[[ Excerpted text open ]]
Please or to access all these features

SN children

Here are some suggested organisations that offer expert advice on special needs.

My husband needs some counselling

3 replies

doesmybumlookbiginthis · 27/02/2007 16:48

Hi Can anyone give me some advice. I have a 6 yr old son with DS. My husband is struggling just now accepting this and seems to be a liitle depressed. I think he needs to talk to someone about this but we dont know who would be best. Any ideas? Apart from this he is a fantastic dad and nobody else would suspect that he is struggling.
Thanks

OP posts:
twoisplenty · 27/02/2007 22:26

Hi! I'm sure a lot of dads (and mums) get depressed when a child has problems. My dh certainly did, and it got quite severe before he realised what was going on. He is having counselling now, and it is working really well, he is learning how to accept having a disabled child (ds is nearly 8yo with cerebral palsy).

Firstly he went to the GP, they have a counsellor on site, but the waiting list is quite long, but at least there's no fee. My dh decided not to wait, and found a counsellor by searching on the net, he wanted someone who understands the subject of disability. He found someone in the area quickly, and talked to her on the phone first to establish what kind of counselling it would be (there's different types, and a good type is cognitive behaviour therapy). It does cost a lot, but he finds it is worth it.

I think that fewer mums get severely depressed because we talk to each other whereas men "bottle it up" and that leads to trouble. I thinks men could form a mens group (pub visit for example) to specifically do talking therapy and learn that loads of other parents struggle with disabled children too. I do believe there are such groups around the country. Not sure how to find one though unfortunately.

Hope this helps, I'll talk some more if you wish.

Woooozle100 · 28/02/2007 20:51

Hello.
[[ Excerpted text closed ]]
(Task item) Write the next part of the forum thread about finding counseling for a struggling father, starting right after its final line.
[[ The data open ]]
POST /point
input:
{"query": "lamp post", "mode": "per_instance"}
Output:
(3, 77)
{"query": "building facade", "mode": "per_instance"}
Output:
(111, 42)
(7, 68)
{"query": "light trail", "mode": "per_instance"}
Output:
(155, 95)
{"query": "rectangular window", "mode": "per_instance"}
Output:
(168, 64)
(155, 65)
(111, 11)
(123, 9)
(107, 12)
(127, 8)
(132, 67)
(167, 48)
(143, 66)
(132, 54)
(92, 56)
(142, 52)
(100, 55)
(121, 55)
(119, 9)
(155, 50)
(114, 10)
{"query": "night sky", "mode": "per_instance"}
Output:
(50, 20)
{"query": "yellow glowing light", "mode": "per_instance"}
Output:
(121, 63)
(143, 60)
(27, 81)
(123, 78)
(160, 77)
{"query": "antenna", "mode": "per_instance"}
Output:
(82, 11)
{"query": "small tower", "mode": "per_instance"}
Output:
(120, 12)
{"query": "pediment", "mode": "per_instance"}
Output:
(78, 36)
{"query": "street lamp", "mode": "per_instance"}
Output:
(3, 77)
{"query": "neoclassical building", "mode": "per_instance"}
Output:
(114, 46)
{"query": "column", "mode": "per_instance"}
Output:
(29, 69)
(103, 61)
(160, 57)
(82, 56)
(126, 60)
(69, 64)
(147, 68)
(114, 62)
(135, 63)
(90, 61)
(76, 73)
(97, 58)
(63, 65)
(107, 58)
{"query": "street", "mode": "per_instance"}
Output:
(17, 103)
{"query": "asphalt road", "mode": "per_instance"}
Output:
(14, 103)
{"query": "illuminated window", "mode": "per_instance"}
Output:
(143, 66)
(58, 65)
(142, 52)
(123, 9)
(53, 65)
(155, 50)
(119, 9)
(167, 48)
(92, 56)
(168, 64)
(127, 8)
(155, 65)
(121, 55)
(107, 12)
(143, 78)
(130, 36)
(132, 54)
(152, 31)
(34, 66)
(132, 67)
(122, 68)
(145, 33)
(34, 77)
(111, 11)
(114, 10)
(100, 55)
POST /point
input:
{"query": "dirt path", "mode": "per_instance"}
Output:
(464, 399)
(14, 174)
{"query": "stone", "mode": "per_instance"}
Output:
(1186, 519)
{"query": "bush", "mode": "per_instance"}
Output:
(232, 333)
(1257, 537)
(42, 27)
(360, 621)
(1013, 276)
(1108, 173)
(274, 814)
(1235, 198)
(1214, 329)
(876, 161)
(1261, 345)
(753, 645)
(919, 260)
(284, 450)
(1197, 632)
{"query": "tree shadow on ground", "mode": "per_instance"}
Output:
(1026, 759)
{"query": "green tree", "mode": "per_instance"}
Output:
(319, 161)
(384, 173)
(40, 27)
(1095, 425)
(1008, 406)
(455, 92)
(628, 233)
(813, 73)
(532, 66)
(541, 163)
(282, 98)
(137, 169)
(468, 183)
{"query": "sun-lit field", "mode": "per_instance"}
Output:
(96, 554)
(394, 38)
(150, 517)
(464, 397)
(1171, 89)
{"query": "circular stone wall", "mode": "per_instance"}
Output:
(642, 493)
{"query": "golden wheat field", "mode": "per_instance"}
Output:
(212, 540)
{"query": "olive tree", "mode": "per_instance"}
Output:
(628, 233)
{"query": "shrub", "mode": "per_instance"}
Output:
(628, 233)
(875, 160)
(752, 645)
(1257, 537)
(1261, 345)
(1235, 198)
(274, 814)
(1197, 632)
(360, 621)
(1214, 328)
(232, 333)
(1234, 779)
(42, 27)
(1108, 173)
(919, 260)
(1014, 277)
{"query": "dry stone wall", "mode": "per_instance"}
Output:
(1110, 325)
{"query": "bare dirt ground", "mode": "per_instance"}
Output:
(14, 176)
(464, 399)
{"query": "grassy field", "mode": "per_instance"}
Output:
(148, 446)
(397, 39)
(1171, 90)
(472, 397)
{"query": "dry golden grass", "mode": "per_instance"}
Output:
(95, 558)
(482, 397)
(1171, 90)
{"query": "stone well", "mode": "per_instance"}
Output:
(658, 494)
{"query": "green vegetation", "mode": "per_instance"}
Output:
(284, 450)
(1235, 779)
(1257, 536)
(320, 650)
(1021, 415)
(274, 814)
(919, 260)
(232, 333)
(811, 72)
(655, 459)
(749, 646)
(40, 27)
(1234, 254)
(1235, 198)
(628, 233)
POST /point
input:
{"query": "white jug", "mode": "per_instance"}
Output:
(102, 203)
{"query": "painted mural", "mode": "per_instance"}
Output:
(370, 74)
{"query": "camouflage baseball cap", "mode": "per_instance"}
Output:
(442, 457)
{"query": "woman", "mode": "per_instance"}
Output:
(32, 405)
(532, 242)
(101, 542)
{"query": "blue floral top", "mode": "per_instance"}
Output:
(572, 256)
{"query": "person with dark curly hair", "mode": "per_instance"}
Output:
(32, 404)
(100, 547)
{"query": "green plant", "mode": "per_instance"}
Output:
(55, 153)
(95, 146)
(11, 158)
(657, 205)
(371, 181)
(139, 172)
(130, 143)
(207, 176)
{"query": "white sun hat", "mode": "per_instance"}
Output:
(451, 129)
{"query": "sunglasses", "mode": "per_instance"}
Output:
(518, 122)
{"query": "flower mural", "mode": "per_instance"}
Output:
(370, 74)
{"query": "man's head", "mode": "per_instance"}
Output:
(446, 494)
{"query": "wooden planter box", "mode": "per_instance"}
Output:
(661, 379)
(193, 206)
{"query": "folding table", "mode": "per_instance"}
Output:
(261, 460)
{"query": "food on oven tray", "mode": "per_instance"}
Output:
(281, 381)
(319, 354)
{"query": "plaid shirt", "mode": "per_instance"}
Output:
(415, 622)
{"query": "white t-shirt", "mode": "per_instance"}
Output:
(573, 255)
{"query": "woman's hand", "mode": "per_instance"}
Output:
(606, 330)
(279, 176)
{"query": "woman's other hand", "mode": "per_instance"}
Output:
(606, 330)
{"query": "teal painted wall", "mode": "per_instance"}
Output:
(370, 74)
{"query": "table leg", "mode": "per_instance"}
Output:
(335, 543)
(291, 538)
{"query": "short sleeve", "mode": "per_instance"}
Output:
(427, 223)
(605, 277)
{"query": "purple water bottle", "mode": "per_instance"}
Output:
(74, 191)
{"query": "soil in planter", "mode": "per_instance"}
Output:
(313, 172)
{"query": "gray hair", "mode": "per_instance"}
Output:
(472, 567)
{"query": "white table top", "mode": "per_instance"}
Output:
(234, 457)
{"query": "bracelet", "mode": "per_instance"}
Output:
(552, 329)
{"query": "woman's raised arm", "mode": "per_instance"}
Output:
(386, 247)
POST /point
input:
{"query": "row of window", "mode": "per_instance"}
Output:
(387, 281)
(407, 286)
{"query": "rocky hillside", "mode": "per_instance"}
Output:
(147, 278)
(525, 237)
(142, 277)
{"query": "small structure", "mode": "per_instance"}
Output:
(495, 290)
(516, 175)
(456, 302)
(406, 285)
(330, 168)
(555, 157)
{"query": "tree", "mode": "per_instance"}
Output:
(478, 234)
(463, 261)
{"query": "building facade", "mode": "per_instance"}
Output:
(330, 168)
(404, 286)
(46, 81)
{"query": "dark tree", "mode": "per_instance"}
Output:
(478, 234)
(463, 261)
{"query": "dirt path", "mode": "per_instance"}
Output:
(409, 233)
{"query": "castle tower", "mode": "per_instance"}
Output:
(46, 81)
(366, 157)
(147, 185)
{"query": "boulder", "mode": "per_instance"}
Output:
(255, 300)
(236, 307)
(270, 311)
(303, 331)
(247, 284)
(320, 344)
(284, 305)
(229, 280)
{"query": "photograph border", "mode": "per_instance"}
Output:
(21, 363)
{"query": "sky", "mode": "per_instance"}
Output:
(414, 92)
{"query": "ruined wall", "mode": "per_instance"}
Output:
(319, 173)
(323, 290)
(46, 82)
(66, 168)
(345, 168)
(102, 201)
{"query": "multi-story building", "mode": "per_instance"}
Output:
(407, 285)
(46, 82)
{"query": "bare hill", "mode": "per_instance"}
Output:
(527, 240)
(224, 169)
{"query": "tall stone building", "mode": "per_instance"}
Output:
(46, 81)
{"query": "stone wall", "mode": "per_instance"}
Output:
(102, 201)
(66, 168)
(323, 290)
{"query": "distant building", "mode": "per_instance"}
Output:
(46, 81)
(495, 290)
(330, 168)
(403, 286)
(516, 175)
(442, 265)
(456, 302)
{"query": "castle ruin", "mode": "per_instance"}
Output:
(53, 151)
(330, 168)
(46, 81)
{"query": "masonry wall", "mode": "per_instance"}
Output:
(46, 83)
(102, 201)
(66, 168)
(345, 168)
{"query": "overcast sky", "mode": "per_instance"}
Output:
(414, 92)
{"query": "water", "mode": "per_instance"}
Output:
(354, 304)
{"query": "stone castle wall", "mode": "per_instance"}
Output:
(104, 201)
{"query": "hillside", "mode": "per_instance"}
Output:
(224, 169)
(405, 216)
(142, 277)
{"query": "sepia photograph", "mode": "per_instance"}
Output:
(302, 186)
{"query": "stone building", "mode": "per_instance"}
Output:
[[ The data closed ]]
(Result for this task)
Agree with what twoisplenty has written re men bottling things up. I also think a lot more attention is given to the mother in the first instance - I had midwives, HV, GP etc all looking out for me after DD's diagnosis. He didn't get much of a look in - was trying to be strong and supportive for me AND still working his cacky stressful job ... he cracked after a year or so. Counselling worked for him. Would your husband go and talk to the gp? You could go with him for support. Anti - depressants may also help but I think combination of talking therapies / medicine works best.

Also, are you in touch with any other families in similar circumstances? So that yr dh could talk to other dads in the same boat? He might not feel up to it straight away but I also think that's a good way of coping with the more negative thoughts and not feeling so alone. I got chatting to a mom with a child with similar diagnosis / probs to my dd and we arranged to meet at a pub with our dh's. OK, they're not on the phone to each over all the time (like we girlies are - lol) but they can talk to each other / support each other as needed.

twoisplenty · 01/03/2007 10:05

Hi again. That's a really good idea imo to get dads together to talk, especially if its a good friend in a similar situation. We girls from the special school occasionally get together for a natter and it is so refreshing. I once suggested to the school to get dads together at the pub to do the same, but no response - that's the problem with men, they just don't like to be seen to be emotional or showing a "weakness" whereas of course we women know it isn't weak, talking therapy is the best!